Il faudrait, au moins, dire que dans le monde vital, il y a des êtres qui peuvent se revêtir à volonté d'une apparence tout à fait trompeuse – toutes les lumières les plus éblouissantes sont dans le vital. Mais elles ont une qualité spéciale. Pour ceux qui sont- allés vraiment vers LA Lumière, ils ne sont pas trompés, parce que... c'est indéfinissable, c'est quelque chose que le sens spirituel seul sent. C'est-à-dire la paix, la pureté, le sentiment de la sécurité parfaite, de la paix parfaite, de la pureté parfaite (et encore, j'hésite à employer le mot pureté parce qu'on lui donne un sens tellement imbécile !), c'est-à-dire l'absence de tout mélange.
Pour ceux qui ont le sens spirituel, les lumières vitales les plus éblouissantes ont toujours quelque chose d'artificiel – artificiel, et alors froid, dur, agressif, trompeur. Tout ça, ça se sent. Mais il faut être sorti de tout ça justement; il faut qu'on ne se trompe pas soi-même pour ne pas être trompé !

- CONSIGNE -
Pour chacune des affirmations suivantes, indiquez par oui ou par non si elle concorde avec le texte sur les lumières du monde vital, en citant mot pour mot les mots du texte qui permettent de trancher. (a) Les lumières les plus éblouissantes se trouvent dans le vital. (b) Seul l'intellect permet de distinguer LA Lumière des lumières vitales. (c) Pour ceux qui ont le sens spirituel, les lumières vitales paraissent chaleureuses.

- ENREGISTREMENTS FOURNIS -
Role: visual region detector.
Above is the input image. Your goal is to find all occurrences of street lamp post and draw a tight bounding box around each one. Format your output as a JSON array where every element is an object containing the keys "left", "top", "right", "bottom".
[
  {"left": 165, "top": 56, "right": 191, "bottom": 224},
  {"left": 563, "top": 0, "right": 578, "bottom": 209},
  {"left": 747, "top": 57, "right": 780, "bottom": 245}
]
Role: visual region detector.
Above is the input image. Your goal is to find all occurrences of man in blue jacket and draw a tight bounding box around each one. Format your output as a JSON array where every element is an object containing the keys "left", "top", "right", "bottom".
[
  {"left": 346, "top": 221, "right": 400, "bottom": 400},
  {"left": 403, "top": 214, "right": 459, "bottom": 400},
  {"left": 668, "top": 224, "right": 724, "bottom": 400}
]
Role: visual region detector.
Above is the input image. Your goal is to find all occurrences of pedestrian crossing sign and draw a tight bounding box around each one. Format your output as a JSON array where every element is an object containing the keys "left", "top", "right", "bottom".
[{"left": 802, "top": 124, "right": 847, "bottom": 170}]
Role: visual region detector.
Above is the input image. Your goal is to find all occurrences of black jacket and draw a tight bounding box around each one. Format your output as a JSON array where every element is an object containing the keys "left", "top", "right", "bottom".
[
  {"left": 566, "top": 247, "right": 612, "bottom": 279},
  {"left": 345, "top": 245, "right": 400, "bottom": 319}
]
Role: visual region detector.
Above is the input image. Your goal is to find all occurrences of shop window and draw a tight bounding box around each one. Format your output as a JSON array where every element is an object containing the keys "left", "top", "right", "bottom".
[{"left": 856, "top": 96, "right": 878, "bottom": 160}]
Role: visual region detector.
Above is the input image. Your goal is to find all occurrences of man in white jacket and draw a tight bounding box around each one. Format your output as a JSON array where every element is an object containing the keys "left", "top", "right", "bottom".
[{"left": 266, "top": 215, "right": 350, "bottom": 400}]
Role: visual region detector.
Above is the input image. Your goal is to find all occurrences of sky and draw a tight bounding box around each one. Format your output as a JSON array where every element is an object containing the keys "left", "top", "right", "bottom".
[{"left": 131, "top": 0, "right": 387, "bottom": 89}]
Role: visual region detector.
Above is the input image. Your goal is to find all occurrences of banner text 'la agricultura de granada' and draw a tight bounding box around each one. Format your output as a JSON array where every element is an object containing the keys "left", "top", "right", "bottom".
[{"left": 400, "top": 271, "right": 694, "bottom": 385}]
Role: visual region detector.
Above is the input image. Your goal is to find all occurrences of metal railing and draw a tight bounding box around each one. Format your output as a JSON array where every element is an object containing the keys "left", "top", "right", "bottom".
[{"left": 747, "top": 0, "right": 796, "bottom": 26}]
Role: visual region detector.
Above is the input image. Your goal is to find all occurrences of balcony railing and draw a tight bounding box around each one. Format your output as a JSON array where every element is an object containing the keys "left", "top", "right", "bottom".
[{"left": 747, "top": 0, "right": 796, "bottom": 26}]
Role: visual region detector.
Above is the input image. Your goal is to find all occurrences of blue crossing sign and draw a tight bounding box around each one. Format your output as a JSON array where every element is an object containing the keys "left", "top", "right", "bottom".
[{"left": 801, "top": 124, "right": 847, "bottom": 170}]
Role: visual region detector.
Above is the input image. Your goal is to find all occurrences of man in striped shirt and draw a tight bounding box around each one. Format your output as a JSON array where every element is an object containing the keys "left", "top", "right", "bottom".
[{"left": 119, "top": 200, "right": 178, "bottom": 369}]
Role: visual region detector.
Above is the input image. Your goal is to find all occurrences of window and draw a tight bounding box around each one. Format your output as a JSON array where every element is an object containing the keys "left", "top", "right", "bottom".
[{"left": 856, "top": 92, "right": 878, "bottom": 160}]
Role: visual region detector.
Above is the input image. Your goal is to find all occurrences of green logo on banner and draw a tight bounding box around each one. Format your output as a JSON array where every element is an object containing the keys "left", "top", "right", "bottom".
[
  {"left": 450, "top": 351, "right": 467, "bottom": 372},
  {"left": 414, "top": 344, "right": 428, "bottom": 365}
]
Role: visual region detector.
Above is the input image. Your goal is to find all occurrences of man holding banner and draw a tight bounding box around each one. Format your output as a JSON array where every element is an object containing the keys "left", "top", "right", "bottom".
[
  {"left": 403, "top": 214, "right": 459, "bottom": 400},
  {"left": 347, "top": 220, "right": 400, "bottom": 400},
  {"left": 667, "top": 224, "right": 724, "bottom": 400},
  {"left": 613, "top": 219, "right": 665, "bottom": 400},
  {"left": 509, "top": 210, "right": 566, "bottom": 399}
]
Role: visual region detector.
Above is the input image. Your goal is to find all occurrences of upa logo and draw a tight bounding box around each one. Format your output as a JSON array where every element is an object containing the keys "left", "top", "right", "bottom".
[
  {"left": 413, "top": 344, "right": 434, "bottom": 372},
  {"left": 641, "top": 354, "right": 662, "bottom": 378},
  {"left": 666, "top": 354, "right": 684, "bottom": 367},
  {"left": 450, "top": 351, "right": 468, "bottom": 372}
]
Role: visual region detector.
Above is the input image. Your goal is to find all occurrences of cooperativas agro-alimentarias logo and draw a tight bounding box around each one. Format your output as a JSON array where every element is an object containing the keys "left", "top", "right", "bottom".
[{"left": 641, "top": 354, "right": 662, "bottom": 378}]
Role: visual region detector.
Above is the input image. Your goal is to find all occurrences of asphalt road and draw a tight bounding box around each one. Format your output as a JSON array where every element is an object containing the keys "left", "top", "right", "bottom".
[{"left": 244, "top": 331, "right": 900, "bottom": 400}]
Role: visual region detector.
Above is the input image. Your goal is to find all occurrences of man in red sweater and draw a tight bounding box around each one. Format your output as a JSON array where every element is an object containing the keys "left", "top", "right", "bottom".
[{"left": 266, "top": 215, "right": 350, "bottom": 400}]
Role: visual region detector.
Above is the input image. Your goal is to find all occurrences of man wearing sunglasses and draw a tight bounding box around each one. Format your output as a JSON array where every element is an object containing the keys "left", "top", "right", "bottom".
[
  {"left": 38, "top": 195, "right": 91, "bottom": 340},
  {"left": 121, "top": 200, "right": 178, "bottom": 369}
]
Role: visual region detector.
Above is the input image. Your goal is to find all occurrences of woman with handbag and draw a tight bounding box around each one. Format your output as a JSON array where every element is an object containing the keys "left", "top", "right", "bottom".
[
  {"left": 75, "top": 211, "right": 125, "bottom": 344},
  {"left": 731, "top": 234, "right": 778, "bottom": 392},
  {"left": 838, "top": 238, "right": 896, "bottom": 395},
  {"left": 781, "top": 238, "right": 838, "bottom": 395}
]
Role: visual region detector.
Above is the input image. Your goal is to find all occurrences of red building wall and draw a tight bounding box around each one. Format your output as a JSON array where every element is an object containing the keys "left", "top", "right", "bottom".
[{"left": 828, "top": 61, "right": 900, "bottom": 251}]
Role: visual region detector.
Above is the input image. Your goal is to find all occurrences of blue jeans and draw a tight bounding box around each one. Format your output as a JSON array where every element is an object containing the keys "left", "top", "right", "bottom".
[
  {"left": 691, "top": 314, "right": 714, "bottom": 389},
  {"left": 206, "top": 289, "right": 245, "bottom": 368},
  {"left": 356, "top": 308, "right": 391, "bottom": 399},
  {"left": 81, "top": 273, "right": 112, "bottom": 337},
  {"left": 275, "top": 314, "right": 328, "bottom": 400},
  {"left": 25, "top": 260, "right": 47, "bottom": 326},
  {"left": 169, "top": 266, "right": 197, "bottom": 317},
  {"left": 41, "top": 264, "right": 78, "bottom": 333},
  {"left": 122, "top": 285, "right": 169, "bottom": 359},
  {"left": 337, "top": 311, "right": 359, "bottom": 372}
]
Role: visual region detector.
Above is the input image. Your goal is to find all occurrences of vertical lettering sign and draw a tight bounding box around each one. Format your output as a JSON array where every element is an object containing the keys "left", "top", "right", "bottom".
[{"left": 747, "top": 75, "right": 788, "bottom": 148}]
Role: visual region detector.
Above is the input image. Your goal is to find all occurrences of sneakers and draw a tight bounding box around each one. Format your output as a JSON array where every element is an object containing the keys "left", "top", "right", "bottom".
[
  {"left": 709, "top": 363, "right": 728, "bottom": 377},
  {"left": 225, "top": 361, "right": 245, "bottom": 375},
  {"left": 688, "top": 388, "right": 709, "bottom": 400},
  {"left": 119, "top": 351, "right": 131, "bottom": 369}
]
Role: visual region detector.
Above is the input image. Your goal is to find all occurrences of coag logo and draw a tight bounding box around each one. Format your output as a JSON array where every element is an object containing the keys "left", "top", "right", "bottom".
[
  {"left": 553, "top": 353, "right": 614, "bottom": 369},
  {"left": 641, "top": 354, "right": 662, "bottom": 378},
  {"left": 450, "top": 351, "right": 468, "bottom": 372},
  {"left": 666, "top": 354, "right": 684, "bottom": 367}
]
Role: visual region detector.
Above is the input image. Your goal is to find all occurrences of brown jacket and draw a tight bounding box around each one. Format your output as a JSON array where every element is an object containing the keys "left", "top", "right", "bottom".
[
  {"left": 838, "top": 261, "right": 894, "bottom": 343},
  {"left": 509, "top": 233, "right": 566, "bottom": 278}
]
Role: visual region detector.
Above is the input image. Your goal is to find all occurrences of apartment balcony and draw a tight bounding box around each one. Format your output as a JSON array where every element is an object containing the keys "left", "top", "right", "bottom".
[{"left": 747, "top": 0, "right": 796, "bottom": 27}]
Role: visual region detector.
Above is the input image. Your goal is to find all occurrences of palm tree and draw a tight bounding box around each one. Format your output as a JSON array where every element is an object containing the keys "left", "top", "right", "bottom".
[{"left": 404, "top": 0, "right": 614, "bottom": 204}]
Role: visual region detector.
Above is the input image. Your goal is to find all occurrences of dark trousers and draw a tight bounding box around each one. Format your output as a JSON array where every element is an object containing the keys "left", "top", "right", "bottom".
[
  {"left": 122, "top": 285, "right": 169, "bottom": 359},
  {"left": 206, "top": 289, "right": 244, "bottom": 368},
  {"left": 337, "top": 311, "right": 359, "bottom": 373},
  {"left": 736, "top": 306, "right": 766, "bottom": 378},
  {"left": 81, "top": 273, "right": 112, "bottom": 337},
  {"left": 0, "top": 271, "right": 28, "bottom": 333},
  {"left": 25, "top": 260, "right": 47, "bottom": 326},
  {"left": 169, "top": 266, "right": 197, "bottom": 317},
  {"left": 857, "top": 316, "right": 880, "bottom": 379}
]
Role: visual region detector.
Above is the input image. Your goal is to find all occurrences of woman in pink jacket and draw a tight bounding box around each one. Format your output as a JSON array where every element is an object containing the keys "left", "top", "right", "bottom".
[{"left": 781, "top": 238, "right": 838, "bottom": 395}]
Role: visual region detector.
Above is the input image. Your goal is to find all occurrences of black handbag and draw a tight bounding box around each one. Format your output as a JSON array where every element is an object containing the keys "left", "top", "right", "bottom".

- RÉPONSE -
(a) Oui : « toutes les lumières les plus éblouissantes sont dans le vital ».
(b) Non : « c'est quelque chose que le sens spirituel seul sent ».
(c) Non : « artificiel, et alors froid, dur, agressif, trompeur ».